+++ RECORDS PROVIDED
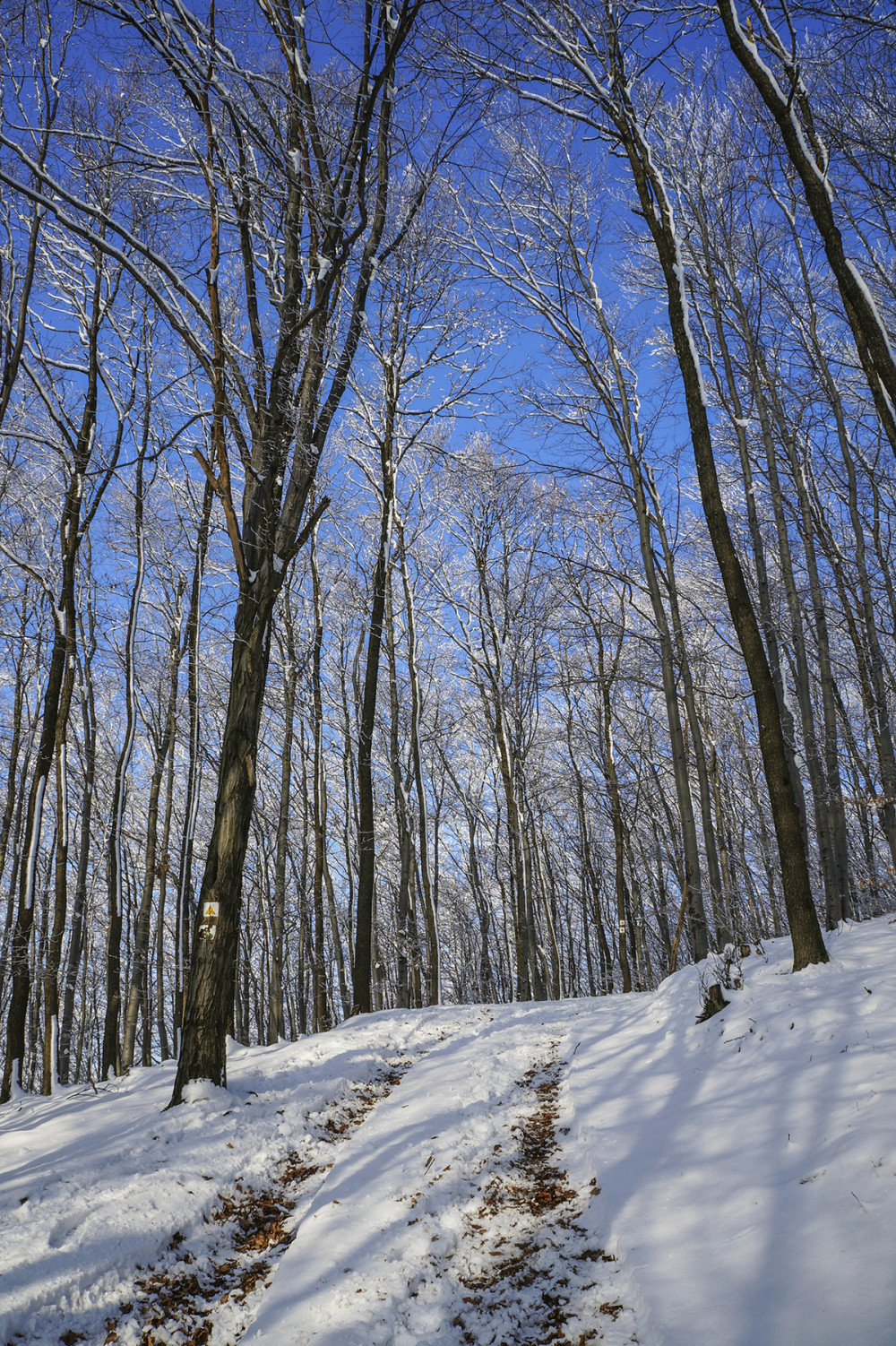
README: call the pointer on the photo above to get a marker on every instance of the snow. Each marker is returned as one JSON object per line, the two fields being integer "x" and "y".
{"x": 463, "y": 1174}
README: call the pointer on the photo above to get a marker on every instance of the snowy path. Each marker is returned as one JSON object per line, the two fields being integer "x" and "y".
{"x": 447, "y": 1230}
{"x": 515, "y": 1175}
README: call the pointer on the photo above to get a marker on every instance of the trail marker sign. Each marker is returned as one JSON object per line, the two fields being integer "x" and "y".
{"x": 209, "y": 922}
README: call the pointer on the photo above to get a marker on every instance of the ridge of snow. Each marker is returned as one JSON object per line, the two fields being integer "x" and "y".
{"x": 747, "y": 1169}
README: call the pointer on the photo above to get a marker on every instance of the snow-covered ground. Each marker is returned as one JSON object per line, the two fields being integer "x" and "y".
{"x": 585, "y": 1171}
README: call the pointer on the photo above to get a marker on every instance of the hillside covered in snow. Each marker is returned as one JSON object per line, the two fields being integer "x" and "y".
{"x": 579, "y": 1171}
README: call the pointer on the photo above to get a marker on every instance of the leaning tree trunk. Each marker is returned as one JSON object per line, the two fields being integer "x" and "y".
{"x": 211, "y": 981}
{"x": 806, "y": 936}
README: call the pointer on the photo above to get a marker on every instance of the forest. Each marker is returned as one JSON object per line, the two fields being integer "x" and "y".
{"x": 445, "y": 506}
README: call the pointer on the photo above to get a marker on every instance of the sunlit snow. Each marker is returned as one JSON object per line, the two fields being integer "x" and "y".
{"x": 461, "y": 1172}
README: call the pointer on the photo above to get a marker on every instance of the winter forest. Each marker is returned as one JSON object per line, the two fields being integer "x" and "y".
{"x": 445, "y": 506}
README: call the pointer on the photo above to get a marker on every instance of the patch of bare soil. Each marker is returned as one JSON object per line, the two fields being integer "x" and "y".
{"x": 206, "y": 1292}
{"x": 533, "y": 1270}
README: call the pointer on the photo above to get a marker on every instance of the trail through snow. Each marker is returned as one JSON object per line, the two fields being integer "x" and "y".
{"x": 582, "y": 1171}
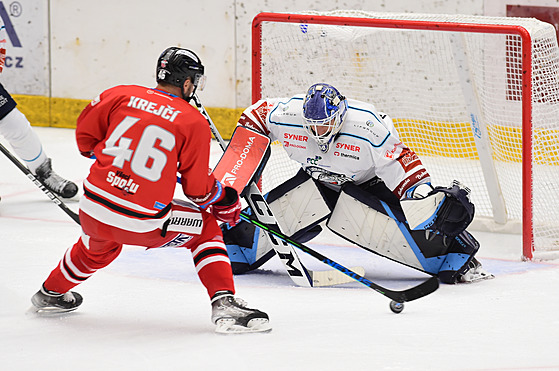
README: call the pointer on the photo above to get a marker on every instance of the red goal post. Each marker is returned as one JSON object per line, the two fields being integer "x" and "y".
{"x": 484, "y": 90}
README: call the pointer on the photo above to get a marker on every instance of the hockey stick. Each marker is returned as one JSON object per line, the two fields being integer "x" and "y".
++++++
Excluding the pictures, restate the records above word for word.

## TASK OUTPUT:
README: call the pointer on the photo above to get a marker on every instance of the snow. Each marker is returned as one JSON object per line, the two fields being integer "x" and "y".
{"x": 463, "y": 1174}
README: call the pointer on the photo above to get a marker on every instance of the snowy path. Each marker is returned as one JSON object per line, the two fields being integer "x" and "y".
{"x": 447, "y": 1230}
{"x": 515, "y": 1175}
README: call the pointer on the photo above to get a marker on every instance of the trail marker sign. Each marker is returned as one JSON object per line, the two fields being integer "x" and "y".
{"x": 209, "y": 922}
README: call the pointer on the photo above to get a marker on every instance of the ridge of snow. Each marker is returned as one JSON object per line, the two fields being integer "x" and "y".
{"x": 747, "y": 1169}
README: call the pointer on the photo above to get a marker on every instance of the snow-covered ground. Each marker is returned as one JSON object per line, the two fields being integer "x" and "y".
{"x": 585, "y": 1171}
README: call the pointer on the photo above to get a marker on every instance of the hillside covered in snow. Each marker is returned as one JSON object per line, the two fields being integer "x" and "y".
{"x": 579, "y": 1171}
README: call the pointer on the photo above to get a marker on every instance of the leaning tree trunk. Each marker is returned as one JSON object per line, the two fields being integer "x" and "y".
{"x": 211, "y": 981}
{"x": 806, "y": 936}
README: call the pointer on the photo above to get a marker on every instance of the forest. Each marker is returned as one JSON object per line, the two fields being integer "x" and "y".
{"x": 445, "y": 506}
README: call the pointer on the photo above to get a marker on every instance of the sunlit snow. Each marker is returned as one JSON object per line, the two fields being integer "x" and "y".
{"x": 461, "y": 1172}
README: call the pointer on the photo above to get a marker on every instance of the winter forest. Each marker is returned as one JSON object per line, the two fields being integer "x" and "y".
{"x": 445, "y": 506}
README: call the pointer on the photo above to get a marker on every instance of the patch of bare soil. Each marker is returned as one JSON object per line, the two fields being integer "x" and "y".
{"x": 206, "y": 1292}
{"x": 533, "y": 1270}
README: call the pointer on the photo above to get a marker on every instance of the trail through snow. Each marker is returned as one JSON object per line, the two fields being integer "x" and "y".
{"x": 582, "y": 1171}
README: call the pointer on the photo above to get a marker on every instance of the red goal post. Each marker is returned as one JSON object per line, the two fields being integer "x" and "y".
{"x": 484, "y": 90}
README: call the pointer on the photo above to get a marker on every instance of the hockey stick. Each marker is returned as one JSON object per line, the two fields being integer "x" and "y".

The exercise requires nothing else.